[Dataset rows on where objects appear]

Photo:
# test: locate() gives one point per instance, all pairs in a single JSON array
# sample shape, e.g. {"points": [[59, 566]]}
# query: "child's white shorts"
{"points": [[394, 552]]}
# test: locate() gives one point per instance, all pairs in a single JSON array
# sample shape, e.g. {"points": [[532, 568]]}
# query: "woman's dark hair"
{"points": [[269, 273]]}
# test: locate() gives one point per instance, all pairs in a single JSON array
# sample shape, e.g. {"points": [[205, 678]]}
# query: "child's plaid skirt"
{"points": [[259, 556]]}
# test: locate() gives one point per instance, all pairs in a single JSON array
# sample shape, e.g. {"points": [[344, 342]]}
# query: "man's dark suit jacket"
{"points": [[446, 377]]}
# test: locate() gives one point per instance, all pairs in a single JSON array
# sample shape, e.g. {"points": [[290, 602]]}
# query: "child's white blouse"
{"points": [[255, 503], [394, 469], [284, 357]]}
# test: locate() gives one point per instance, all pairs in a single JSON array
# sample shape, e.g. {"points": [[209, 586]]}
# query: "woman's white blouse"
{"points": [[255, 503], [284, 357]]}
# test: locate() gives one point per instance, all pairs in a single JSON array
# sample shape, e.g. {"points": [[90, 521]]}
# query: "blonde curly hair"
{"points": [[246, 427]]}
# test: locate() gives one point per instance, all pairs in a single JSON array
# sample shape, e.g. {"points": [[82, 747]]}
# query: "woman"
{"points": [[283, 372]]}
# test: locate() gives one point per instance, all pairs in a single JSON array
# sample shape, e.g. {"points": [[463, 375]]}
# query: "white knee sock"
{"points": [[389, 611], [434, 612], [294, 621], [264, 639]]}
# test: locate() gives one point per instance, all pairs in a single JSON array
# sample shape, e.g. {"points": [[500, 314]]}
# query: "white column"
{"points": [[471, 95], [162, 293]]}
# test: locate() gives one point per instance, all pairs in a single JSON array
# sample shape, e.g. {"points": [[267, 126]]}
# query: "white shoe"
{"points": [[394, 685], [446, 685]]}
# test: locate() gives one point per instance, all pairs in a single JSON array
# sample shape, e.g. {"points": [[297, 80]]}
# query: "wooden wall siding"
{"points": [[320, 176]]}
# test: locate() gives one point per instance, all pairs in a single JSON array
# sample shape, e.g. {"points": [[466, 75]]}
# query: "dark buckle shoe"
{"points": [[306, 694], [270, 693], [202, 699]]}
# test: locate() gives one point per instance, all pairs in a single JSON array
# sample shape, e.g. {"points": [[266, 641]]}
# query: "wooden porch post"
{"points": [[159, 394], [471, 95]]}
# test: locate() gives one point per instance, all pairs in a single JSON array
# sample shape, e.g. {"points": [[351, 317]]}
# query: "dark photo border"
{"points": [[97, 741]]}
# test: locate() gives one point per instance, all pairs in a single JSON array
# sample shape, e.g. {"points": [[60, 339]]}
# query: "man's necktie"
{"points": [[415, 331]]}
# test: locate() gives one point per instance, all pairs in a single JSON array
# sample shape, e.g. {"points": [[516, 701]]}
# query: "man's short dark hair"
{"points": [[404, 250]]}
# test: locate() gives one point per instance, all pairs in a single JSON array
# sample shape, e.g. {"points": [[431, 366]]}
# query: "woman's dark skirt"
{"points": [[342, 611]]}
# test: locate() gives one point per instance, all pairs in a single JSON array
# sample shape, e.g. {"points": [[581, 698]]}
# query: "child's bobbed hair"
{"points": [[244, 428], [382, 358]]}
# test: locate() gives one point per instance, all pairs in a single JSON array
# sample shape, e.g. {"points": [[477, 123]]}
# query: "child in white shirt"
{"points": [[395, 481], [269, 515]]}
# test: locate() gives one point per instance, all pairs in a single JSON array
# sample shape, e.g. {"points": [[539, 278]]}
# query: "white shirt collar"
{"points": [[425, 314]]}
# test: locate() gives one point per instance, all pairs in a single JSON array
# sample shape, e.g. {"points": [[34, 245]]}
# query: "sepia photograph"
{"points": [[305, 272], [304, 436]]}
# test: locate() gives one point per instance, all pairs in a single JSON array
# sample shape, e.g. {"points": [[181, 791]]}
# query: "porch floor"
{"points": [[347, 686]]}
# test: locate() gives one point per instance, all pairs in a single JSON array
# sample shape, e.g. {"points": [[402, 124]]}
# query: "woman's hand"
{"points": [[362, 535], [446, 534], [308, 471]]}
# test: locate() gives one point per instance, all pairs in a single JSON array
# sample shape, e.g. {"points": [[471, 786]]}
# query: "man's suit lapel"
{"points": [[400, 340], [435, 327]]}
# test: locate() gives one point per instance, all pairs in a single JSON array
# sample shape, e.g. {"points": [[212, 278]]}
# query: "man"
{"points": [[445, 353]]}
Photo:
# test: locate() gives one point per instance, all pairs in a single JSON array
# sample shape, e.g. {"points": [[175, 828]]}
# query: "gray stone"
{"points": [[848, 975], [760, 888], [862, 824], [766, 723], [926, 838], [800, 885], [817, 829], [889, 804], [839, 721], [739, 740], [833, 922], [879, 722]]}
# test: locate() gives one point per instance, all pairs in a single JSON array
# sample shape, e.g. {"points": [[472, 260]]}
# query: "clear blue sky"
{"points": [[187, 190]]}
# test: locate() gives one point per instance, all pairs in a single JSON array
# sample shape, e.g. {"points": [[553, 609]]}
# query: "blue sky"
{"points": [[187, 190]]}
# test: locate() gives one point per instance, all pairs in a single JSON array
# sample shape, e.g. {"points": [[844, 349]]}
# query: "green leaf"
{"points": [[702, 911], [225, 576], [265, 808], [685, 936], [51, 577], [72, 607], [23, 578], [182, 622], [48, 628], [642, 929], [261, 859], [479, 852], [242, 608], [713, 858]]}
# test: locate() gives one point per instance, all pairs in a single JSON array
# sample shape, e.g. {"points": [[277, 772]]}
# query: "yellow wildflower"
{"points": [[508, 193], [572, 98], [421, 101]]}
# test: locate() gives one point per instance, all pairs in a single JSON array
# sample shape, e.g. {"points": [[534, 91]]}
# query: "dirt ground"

• _Given task_: Write out the whole listing again, exactly as it stands.

• _Reply_:
Photo:
# test: locate() gives one point per instance, all pairs in a single JSON array
# sample shape, e.g. {"points": [[59, 566]]}
# query: "child's white shorts"
{"points": [[394, 552]]}
# test: locate() gives one point per instance, all pairs in a single JSON array
# sample shape, e.g. {"points": [[532, 568]]}
# query: "woman's dark hair"
{"points": [[269, 273]]}
# test: locate() gives one point per instance, all pairs in a single JSON array
# sample shape, e.g. {"points": [[205, 678]]}
# query: "child's plaid skirt"
{"points": [[259, 556]]}
# test: locate() gives one point per instance, all pairs in a single JSON array
# sample shape, e.g. {"points": [[344, 342]]}
# query: "man's dark suit jacket"
{"points": [[446, 377]]}
# test: locate() gives one point per instance, all pairs in a single JSON array
# sample shape, e.g. {"points": [[290, 602]]}
# query: "child's white blouse"
{"points": [[255, 503], [394, 469], [284, 357]]}
# test: locate() gives one point per instance, all pairs in a single JSON array
# sample shape, e.g. {"points": [[209, 586]]}
# query: "woman's white blouse"
{"points": [[255, 503], [284, 357]]}
# test: locate() gives one point per instance, all pairs in a single JSON array
# sample shape, e.g. {"points": [[90, 521]]}
# query: "blonde curly hair"
{"points": [[246, 427]]}
# test: locate() gives one point per instance, all pairs in a single JSON array
# sample shape, e.g. {"points": [[82, 747]]}
# query: "woman"
{"points": [[283, 372]]}
# test: locate() gives one point per instance, all pairs in a single JSON array
# sample shape, e.g. {"points": [[463, 375]]}
# query: "white knee sock"
{"points": [[389, 611], [434, 612], [294, 621], [264, 639]]}
# test: locate() gives one point per instance, all pairs in a single JSON array
# sample shape, e.g. {"points": [[500, 314]]}
# query: "white column"
{"points": [[471, 95], [162, 293]]}
# test: locate() gives one point per instance, all pairs in a single JSON array
# sample shape, e.g. {"points": [[267, 126]]}
# query: "white shoe"
{"points": [[394, 685], [446, 685]]}
# test: locate() gives one point per instance, all pairs in a single JSON array
# sample shape, e.g. {"points": [[297, 80]]}
# query: "wooden wall siding"
{"points": [[320, 176]]}
# test: locate() gives one point per instance, all pairs in a single JSON array
# sample shape, e.g. {"points": [[466, 75]]}
# query: "dark buckle shoe"
{"points": [[306, 694], [270, 693], [202, 699]]}
# test: locate() gives one point per instance, all pairs in a single JSON array
# sample shape, e.g. {"points": [[266, 641]]}
# query: "wooden porch post"
{"points": [[159, 394], [471, 95]]}
# test: locate() gives one point per instance, all pairs in a single JSON array
# sample shape, e.g. {"points": [[351, 317]]}
# query: "dark photo border"
{"points": [[97, 741]]}
# test: locate() gives one point per instance, all pairs in a single JSON array
# sample shape, e.g. {"points": [[60, 339]]}
# query: "man's necktie"
{"points": [[415, 331]]}
# test: locate() gives one point per instance, all pairs in a single JSON array
# sample shape, e.g. {"points": [[516, 701]]}
# query: "man's short dark hair"
{"points": [[404, 250]]}
# test: locate() gives one point per instance, all pairs in a single JSON array
# sample shape, e.g. {"points": [[431, 366]]}
# query: "woman's dark skirt"
{"points": [[342, 611]]}
# test: locate() gives one point per instance, all pairs in a single JSON array
# sample shape, e.g. {"points": [[581, 698]]}
# query: "child's bobbed hair"
{"points": [[244, 428], [382, 358]]}
# test: locate() gives one point per instance, all pairs in a single JSON array
# sample shape, e.g. {"points": [[477, 123]]}
# query: "child in white shirt"
{"points": [[395, 481], [269, 515]]}
# test: locate() gives one point per instance, all pairs in a single JSON array
# sample shape, e.g. {"points": [[539, 278]]}
# query: "white shirt collar"
{"points": [[425, 314]]}
# test: locate() gives one point per instance, all pairs in a single JSON array
# sample shape, e.g. {"points": [[34, 245]]}
# query: "sepia photograph"
{"points": [[305, 272], [304, 436]]}
# test: locate() gives one point per instance, all pairs in a single JSON array
# sample shape, e.g. {"points": [[181, 791]]}
# query: "porch floor"
{"points": [[347, 686]]}
# test: locate() gives one point per instance, all pairs in a single JSON array
# sample shape, e.g. {"points": [[402, 124]]}
# query: "woman's hand"
{"points": [[362, 535], [446, 534], [308, 471]]}
# test: locate() gives one point per instance, all pairs in a single JSON array
# sample shape, e.g. {"points": [[471, 786]]}
# query: "man's suit lapel"
{"points": [[400, 340], [435, 327]]}
# test: locate() gives one point per instance, all pairs in a single JSON array
# sample shape, e.g. {"points": [[212, 278]]}
# query: "man"
{"points": [[445, 353]]}
Photo:
# test: locate() gives one point per instance, all pairs in a single JSON array
# sample shape, e.g. {"points": [[175, 828]]}
# query: "gray stone"
{"points": [[848, 975], [760, 888], [862, 824], [766, 723], [926, 838], [800, 885], [817, 829], [889, 804], [839, 721], [739, 740], [833, 922], [879, 722]]}
# test: locate() gives one point per instance, all pairs in a single JSON array
# sample shape, e.g. {"points": [[472, 260]]}
# query: "clear blue sky"
{"points": [[187, 190]]}
# test: locate() gives one point per instance, all pairs in a single JSON array
# sample shape, e.g. {"points": [[553, 609]]}
# query: "blue sky"
{"points": [[187, 190]]}
# test: locate() gives one point per instance, all pairs in a single JSON array
# sample shape, e.g. {"points": [[844, 349]]}
# query: "green leaf"
{"points": [[702, 911], [225, 576], [265, 808], [685, 936], [51, 577], [72, 607], [23, 578], [182, 622], [48, 628], [642, 929], [261, 859], [479, 852], [242, 608], [713, 858]]}
# test: locate() gives one point per instance, all pairs in a single JSON array
# sample shape, e.g. {"points": [[277, 772]]}
# query: "yellow wildflower"
{"points": [[508, 193], [572, 98], [421, 101]]}
# test: locate() gives one point per instance, all pairs in a single JSON array
# sample shape, e.g. {"points": [[534, 91]]}
# query: "dirt ground"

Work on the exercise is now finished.